There was an error connecting to the remote backend. Please do not exit
Terraform to prevent data loss! Trying to restore the connection...

Still trying to restore the connection... (3s elapsed)
Still trying to restore the connection... (5s elapsed)

Expected behavior

No response

Example repository

apiVersion: helm.toolkit.fluxcd.io/v2beta1
kind: HelmRelease
metadata:
  name: terrakube
  namespace: terrakube
spec:
  releaseName: terrakube
  chart:
    spec:
      chart: terrakube
      sourceRef:
        kind: HelmRepository
        name: terrakube
      version: 3.17.6
  interval: 1h
  values:
    storage:
      defaultStorage: true
    api:
      defaultDatabase: true
      defaultRedis: true
      loadSampleData: false
      properties:
        databaseType: POSTGRESQL
      version: 2.22.0
    ui:
      version: 2.22.0
    registry:
      version: 2.22.0
    executor:
      version: 2.22.0
    dex:
      config:
        connectors:
          - type: oidc
            id: keycloak-sso
            name: MyCompany SSO
            config:
              issuer: https://sso.mycompany.com/auth/realms/master
              clientID: terrakube
              clientSecret: xxxxxxxxxxxxxxxxxxxxxxxxxx
              redirectURI: https://terrakube-api.mycompany.com/dex/callback
              insecureEnableGroups: true
        issuer: https://terrakube-api.mycompany.com/dex
        oauth2:
          skipApprovalScreen: true
        staticClients:
          - id: terrakube-ui
            redirectURIs:
              - https://terrakube-ui.mycompany.com
              - /device/callback
              # for local usage
              - http://localhost:10000/login
            name: Terrakube
            public: true
      volumes: []
      volumeMount: []
    security:
      adminGroup: mycompany-production
      dexClientId: terrakube-ui
      dexIssuerUri: https://terrakube-api.mycompany.com/dex
      useOpenLDAP: false
    ingress:
      useTls: true
      ui:
        domain: terrakube-ui.mycompany.com
        tlsSecretName: terrakube-ui-certs
        annotations:
          cert-manager.io/cluster-issuer: letsencrypt-prod
          kubernetes.io/tls-acme: "true"
          ingress.kubernetes.io/ssl-redirect: "true"

**The request**
Extend the Terrakube bug report from the point where it stops, carrying on its HelmRelease configuration in the same YAML style. The data after this text is not needed for the task.

**Extracted data**

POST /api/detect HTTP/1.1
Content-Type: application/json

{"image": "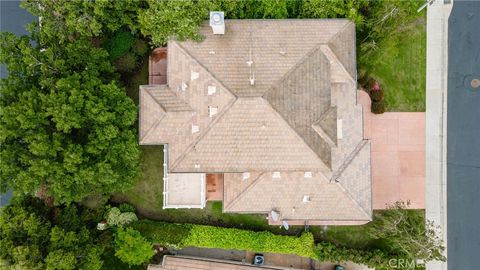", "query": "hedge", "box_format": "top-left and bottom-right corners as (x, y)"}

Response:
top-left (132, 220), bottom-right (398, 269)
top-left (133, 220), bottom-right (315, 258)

--

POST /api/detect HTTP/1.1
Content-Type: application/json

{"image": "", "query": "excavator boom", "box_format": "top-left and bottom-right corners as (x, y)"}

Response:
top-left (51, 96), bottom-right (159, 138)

==

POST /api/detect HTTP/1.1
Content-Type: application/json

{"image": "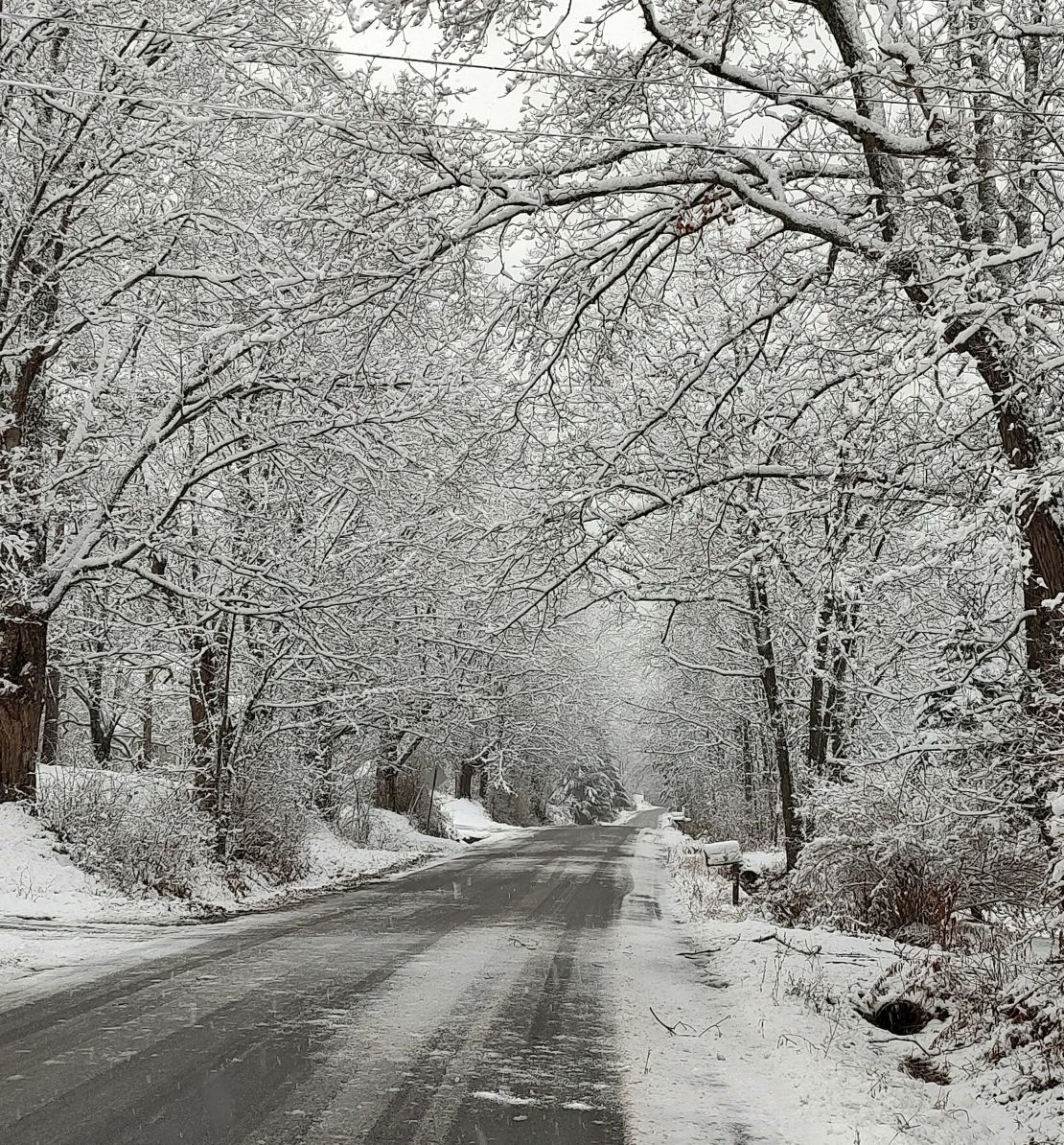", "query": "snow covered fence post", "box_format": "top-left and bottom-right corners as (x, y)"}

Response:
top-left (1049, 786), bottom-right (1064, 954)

**Task answer**
      api:
        domain: terrakube-api.mycompany.com
        tlsSecretName: terrakube-api-certs
        annotations:
          cert-manager.io/cluster-issuer: letsencrypt-prod
          kubernetes.io/tls-acme: "true"
          ingress.kubernetes.io/ssl-redirect: "true"
          nginx.ingress.kubernetes.io/client-body-buffer-size: 100M
      registry:
        # enabled: false
        domain: terrakube-registry.mycompany.com
        tlsSecretName: terrakube-registry-certs
        annotations:
          cert-manager.io/cluster-issuer: letsencrypt-prod
          kubernetes.io/tls-acme: "true"
          ingress.kubernetes.io/ssl-redirect: "true"

Anything else?

I also defined client-body-buffer-size (see Helm values) to be shure Nginx ingress controller doesn't buffer anything.

But I don't know where is the root cause between my laptop, GCP load balancer, Nginx ingress contoller, Terrakube API, MinIO storage.

alfespa17 commented 1 month ago

This is the first time that I see that error, maybe you can try the following:

https://github.com/AzBuilder/terrakube/issues/496

The above is related to some nginx configuration when you are uploading some big files

I think it is failing in this part of the code when it is trying to upload the terraform code file and create the file in MINIO

https://github.com/AzBuilder/terrakube/blob/d3c4ceca98d316a99c2c40996116edb508fdd9ea/api/src/main/java/org/terrakube/api/plugin/storage/aws/AwsStorageTypeServiceImpl.java#L151

alfespa17 commented 1 month ago

According to this maybe adding the following to your helm chart values could work for you.

api:
  env:
  - name: JAVA_TOOL_OPTIONS
    value: "-Dcom.amazonaws.sdk.s3.defaultStreamBufferSize=YOUR_MAX_PUT_SIZE"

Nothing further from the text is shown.